Problem to solve: Read through the listing and copy every line that contains the word "below".

=== Begin Enclosure ===

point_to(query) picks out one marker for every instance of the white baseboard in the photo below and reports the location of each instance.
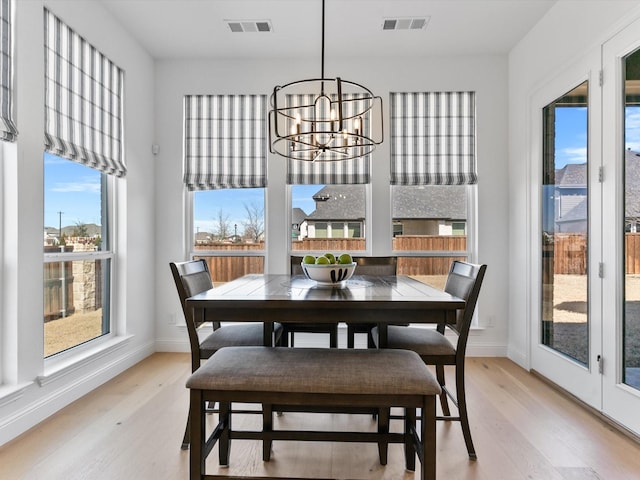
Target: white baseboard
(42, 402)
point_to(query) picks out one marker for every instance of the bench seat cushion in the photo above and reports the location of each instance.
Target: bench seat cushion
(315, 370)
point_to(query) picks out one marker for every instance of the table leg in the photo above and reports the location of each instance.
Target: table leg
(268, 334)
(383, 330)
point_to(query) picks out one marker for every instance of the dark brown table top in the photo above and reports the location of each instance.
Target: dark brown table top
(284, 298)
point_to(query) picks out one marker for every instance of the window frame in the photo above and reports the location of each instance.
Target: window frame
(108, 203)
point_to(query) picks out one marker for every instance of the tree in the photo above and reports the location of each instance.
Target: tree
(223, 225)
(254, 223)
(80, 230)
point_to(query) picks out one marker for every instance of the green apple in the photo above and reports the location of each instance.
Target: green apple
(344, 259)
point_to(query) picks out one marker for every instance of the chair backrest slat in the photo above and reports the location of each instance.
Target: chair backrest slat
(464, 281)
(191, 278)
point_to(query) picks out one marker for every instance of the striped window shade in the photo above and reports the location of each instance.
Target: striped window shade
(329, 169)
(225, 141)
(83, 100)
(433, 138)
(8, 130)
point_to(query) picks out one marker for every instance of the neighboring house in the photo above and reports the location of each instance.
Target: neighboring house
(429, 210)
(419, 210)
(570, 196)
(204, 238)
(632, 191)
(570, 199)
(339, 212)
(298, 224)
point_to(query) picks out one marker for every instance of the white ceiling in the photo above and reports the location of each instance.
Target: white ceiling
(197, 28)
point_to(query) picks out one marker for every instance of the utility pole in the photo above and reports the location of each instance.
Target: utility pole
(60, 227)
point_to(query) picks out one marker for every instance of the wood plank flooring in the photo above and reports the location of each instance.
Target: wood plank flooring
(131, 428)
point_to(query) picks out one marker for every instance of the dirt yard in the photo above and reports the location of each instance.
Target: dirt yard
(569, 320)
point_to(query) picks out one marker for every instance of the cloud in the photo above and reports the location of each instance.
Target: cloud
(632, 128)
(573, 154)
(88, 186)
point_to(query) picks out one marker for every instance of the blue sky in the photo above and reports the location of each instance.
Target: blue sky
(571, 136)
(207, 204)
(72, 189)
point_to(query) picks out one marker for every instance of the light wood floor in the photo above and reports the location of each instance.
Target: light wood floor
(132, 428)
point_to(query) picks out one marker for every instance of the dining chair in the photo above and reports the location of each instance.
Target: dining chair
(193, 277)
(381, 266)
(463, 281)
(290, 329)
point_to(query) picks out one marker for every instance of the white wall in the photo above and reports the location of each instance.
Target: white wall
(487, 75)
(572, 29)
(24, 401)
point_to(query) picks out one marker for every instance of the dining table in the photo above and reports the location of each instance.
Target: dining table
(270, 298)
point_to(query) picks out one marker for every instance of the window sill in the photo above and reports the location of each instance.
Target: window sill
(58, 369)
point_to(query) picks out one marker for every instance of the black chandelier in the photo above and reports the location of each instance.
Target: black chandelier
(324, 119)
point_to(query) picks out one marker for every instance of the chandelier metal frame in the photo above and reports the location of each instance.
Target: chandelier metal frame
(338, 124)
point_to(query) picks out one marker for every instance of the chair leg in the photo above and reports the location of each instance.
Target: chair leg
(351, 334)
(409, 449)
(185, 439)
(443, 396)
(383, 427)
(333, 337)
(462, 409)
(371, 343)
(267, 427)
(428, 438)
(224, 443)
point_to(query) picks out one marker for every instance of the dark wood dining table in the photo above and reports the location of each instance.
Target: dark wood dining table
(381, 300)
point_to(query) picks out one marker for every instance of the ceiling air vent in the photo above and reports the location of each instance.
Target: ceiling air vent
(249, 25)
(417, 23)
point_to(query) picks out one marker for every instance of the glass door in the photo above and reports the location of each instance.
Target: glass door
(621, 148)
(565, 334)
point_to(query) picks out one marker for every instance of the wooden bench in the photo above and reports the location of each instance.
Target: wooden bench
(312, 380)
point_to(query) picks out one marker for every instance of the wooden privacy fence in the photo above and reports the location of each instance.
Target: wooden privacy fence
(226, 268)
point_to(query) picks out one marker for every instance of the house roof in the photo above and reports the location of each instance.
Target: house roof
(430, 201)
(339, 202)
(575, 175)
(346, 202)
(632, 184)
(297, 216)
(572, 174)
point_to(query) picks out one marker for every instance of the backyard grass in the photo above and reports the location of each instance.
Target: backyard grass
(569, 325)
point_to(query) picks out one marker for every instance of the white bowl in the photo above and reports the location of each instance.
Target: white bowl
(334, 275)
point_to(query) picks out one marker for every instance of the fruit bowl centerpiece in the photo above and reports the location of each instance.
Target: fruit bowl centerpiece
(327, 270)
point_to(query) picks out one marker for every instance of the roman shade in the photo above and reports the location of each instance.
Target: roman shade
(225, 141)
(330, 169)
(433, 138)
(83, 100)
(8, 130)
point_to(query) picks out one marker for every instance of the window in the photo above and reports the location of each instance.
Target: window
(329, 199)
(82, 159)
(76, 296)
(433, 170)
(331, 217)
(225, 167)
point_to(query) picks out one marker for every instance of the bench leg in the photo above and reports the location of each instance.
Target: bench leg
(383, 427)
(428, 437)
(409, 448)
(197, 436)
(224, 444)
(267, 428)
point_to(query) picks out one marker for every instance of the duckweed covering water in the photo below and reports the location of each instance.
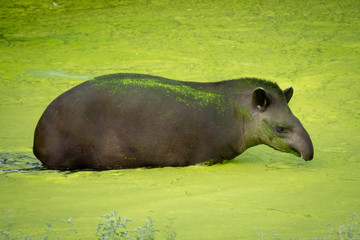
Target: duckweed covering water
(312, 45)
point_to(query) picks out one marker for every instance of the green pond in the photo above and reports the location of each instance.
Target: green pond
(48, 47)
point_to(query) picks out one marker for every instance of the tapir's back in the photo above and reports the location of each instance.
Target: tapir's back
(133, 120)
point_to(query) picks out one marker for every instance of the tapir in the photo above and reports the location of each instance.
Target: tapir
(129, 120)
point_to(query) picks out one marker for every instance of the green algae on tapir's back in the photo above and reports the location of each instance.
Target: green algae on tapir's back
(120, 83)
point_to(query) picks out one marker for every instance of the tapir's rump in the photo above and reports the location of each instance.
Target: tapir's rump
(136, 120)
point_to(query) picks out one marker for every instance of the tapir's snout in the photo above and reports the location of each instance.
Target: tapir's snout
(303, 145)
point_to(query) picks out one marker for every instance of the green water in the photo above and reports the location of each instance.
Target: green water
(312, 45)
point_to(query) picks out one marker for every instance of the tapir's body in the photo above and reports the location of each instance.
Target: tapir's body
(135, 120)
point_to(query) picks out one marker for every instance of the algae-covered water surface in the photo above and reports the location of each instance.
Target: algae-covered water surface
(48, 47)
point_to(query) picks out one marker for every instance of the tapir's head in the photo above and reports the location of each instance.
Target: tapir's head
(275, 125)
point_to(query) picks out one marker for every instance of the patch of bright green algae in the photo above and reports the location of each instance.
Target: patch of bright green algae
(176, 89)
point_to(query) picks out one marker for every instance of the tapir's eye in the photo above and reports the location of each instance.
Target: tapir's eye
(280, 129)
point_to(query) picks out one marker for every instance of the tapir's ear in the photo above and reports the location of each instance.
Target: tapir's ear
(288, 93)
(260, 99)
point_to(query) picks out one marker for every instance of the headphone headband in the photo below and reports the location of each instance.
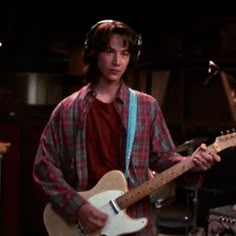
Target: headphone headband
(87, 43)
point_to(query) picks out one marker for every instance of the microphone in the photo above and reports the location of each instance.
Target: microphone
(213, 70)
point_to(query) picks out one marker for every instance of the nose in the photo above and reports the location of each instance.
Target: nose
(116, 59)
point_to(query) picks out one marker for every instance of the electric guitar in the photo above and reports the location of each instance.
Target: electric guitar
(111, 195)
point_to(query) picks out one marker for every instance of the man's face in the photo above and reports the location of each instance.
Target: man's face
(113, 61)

=== End Enclosure ===

Response area:
point_to(query) picks out one marker for every instance of the white baseboard in the photo below and reports the location of each instance.
point_to(query) picks out one marker for every instance of the duckweed covering water in the photo below and reports the location of each instance.
point_to(query) picks out one marker for every instance of the headphone headband in the photo below and reports the location of each instance.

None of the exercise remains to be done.